**Exercise**
Write out the material below again, unchanged.

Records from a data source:
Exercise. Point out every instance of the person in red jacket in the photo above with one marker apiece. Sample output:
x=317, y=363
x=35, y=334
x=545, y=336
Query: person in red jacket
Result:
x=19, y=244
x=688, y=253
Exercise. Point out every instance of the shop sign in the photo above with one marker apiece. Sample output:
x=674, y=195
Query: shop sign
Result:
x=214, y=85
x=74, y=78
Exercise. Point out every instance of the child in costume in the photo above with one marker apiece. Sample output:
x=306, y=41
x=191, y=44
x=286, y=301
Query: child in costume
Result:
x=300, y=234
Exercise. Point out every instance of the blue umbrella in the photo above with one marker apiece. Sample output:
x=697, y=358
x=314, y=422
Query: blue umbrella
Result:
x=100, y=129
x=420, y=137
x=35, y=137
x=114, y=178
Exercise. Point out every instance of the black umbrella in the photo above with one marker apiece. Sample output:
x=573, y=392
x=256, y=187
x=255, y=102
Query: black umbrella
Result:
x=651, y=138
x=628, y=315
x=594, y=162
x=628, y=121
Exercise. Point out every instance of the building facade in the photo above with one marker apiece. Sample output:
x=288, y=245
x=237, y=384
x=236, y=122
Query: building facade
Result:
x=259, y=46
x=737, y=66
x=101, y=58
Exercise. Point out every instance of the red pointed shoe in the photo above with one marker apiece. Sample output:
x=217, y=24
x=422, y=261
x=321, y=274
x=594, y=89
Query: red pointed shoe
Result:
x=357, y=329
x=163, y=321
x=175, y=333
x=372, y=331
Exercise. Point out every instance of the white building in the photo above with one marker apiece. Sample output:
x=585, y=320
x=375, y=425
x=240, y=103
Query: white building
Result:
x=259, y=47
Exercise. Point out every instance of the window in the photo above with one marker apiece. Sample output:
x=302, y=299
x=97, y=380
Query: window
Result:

**Final result**
Exercise. Point out every instance of the person in red jacket in the photo above with one marker apiece. Sample output:
x=317, y=363
x=35, y=334
x=545, y=336
Query: person in red jacket
Result:
x=19, y=244
x=688, y=253
Exercise. Point out every instance of the shop sign in the photo above with one marker apiece. Sample output:
x=674, y=195
Query: shop sign
Result:
x=214, y=85
x=74, y=78
Exercise. Point out every instance of the child in costume in the photo above with one marker apiece. Sample output:
x=306, y=41
x=191, y=44
x=286, y=301
Query: child in costume
Result:
x=300, y=234
Exercise. Point out every instance of the blue umbrella in the photo above with one marker apiece. Sample output:
x=697, y=358
x=314, y=422
Query: blue umbrella
Result:
x=100, y=129
x=420, y=137
x=35, y=137
x=114, y=178
Exercise. Point out every instance of the black umbrella in the photo above with one marker apiece. Sample output:
x=573, y=392
x=256, y=187
x=255, y=102
Query: black umbrella
Result:
x=651, y=138
x=628, y=315
x=594, y=162
x=628, y=121
Exercise. Point out every instance of the building facade in the photo above with one marker apiece. Sample output:
x=288, y=245
x=237, y=384
x=236, y=122
Query: building facade
Result:
x=259, y=46
x=737, y=66
x=101, y=58
Exercise. Point out every instance of the red pointed shoe in the photo above with one marker apiece. Sample output:
x=217, y=24
x=422, y=261
x=321, y=274
x=594, y=89
Query: red pointed shoe
Result:
x=357, y=329
x=163, y=321
x=175, y=333
x=372, y=331
Exercise. Point out every instance of the white building in the photo above with one marker apiece. Sample output:
x=585, y=320
x=375, y=425
x=240, y=103
Query: white building
Result:
x=259, y=47
Exercise. Point out every instance of the window in the photo above with one marker apiece. Sample output:
x=302, y=299
x=97, y=380
Query: window
Result:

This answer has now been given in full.